* _Problem description_
Which of the lines below contain the word "desk"? Copy each of those lines in full.

* _Data excerpts_
= = = =

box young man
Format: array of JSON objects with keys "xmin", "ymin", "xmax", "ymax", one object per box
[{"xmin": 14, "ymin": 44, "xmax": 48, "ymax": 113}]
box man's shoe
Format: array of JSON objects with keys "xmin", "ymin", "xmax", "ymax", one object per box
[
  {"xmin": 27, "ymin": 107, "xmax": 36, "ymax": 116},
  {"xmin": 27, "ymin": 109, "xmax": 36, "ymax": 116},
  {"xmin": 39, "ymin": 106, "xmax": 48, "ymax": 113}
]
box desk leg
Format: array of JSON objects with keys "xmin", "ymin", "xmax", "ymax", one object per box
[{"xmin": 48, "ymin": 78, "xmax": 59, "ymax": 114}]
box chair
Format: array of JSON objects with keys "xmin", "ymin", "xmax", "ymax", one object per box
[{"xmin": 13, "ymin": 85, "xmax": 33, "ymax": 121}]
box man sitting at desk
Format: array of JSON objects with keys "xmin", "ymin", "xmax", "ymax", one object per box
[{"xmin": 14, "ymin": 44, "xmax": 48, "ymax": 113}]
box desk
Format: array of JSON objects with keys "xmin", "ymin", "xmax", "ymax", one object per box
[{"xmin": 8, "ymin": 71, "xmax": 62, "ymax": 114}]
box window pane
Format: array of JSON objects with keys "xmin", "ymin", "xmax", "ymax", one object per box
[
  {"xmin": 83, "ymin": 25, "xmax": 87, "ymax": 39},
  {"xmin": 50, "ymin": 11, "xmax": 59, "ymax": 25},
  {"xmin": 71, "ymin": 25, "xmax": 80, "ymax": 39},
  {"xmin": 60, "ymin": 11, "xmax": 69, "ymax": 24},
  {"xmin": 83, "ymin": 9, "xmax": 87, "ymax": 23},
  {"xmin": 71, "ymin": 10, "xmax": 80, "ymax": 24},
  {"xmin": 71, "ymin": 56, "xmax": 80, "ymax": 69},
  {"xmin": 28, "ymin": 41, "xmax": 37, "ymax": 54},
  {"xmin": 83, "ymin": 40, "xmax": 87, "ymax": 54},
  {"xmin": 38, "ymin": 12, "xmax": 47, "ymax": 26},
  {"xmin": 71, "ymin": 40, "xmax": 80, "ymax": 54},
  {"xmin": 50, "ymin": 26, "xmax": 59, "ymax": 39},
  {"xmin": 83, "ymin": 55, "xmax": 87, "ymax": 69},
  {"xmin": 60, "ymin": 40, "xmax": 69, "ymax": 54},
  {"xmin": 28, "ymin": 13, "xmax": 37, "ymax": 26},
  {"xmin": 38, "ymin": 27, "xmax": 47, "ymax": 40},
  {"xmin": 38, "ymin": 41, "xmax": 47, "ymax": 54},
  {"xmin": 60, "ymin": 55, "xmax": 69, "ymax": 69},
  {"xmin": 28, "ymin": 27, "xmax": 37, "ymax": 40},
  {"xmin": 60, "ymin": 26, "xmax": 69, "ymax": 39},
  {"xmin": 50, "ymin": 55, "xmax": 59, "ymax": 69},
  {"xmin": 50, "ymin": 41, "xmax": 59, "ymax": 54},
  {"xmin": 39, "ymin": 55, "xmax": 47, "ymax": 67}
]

= = = =

* _Full answer_
box desk leg
box man sitting at desk
box desk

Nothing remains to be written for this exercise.